── Passage given
KrakenInvalidModelException when using clstm file from kraken-models

tidoe commented 9 months ago

Hi,

I want to process some Syriac texts using your syriac-monotype model. I receive the following errors:

Trying via command line

kraken -i image.jpeg lines.json binarize segment ocr -m kraken-models/clstm/toy/test.clstm

Output:

/xxx/env/lib/python3.8/site-packages/torchvision/io/image.py:13: UserWarning: Failed to load image Python extension: dlopen(/xxx/env/lib/python3.8/site-packages/torchvision/image.so, 0x0006): Symbol not found: __ZN3c106detail19maybe_wrap_dim_slowExxb
  Referenced from: <8E58E83E-9235-3324-9B6B-260614F85F69> /xxx/env/lib/python3.8/site-packages/torchvision/image.so
  Expected in:     <3F9923D2-81A5-3EC8-9739-EC0C1C816132> /xxx/env/lib/python3.8/site-packages/torch/lib/libc10.dylib
  warn(f"Failed to load image Python extension: {e}")
scikit-learn version 1.2.2 is not supported. Minimum required version: 0.17. Maximum required version: 1.1.2. Disabling scikit-learn conversion API.
────
── Stored data
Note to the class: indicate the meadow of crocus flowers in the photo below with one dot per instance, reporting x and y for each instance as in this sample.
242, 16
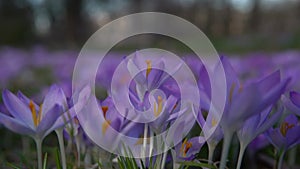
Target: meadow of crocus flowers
40, 126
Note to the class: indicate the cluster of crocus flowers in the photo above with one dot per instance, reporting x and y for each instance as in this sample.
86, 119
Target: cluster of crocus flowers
27, 118
254, 107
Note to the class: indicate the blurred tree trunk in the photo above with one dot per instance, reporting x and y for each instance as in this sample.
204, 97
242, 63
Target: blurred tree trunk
74, 27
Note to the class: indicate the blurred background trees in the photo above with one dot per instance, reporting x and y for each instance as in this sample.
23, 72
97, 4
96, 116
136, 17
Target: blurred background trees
232, 25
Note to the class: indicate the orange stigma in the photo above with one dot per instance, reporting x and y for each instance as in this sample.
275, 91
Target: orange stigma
36, 117
185, 147
158, 109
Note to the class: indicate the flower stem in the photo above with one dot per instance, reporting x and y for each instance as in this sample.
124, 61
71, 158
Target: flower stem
164, 157
38, 143
145, 143
280, 160
77, 142
226, 146
60, 138
211, 150
292, 156
241, 155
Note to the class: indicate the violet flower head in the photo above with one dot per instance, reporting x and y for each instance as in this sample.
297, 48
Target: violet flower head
293, 104
250, 99
188, 149
36, 121
258, 124
287, 135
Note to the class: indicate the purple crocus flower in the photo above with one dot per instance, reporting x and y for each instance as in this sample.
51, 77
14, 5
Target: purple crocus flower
245, 101
30, 119
293, 104
286, 136
37, 121
188, 149
254, 126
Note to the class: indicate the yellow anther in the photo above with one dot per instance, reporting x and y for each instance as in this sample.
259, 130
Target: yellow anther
────
#### Goals
a) Pull out each line of the records that contains the string "cluster", matching case exactly.
b) Supply the next part of the issue report on the KrakenInvalidModelException, picking up right after its final line.

#### Responses for each task
a)
Note to the class: indicate the cluster of crocus flowers in the photo above with one dot per instance, reporting x and y for each instance as in this sample.
Target: cluster of crocus flowers

b)
Torch version 2.0.1 has not been tested with coremltools. You may run into unexpected errors. Torch 2.0.0 is the most recent version that has been tested.
Loading ANN kraken-models/clstm/toy/test.clstm  ✗

Trying via Python

import os
from kraken.lib import vgsl

model_path = os.path.join("kraken-models", "clstm", "syriac-monotype", "syriac.clstm")
model = vgsl.TorchVGSLModel.load_model(model_path)

Output:

scikit-learn version 1.2.2 is not supported. Minimum required version: 0.17. Maximum required version: 1.1.2. Disabling scikit-learn conversion API.
Torch version 2.0.1 has not been tested with coremltools. You may run into unexpected errors. Torch 2.0.0 is the most recent version that has been tested.
Traceback (most recent call last):
  File "/xxx/env/lib/python3.8/site-packages/kraken/lib/vgsl.py", line 283, in load_model
    mlmodel = MLModel(path)
  File "/xxx/env/lib/python3.8/site-packages/coremltools/models/model.py", line 340, in __init__
    self.__proxy__, self._spec, self._framework_error = _get_proxy_and_spec(
  File "/xxx/env/lib/python3.8/site-packages/coremltools/models/model.py", line 132, in _get_proxy_and_spec
    specification = _load_spec(filename)
  File "/xxx/env/lib/python3.8/site-packages/coremltools/models/utils.py", line 226, in load_spec
    spec.ParseFromString(f.read())
  File "/xxx/env/lib/python3.8/site-packages/google/protobuf/message.py", line 202, in ParseFromString
    return self.MergeFromString(serialized)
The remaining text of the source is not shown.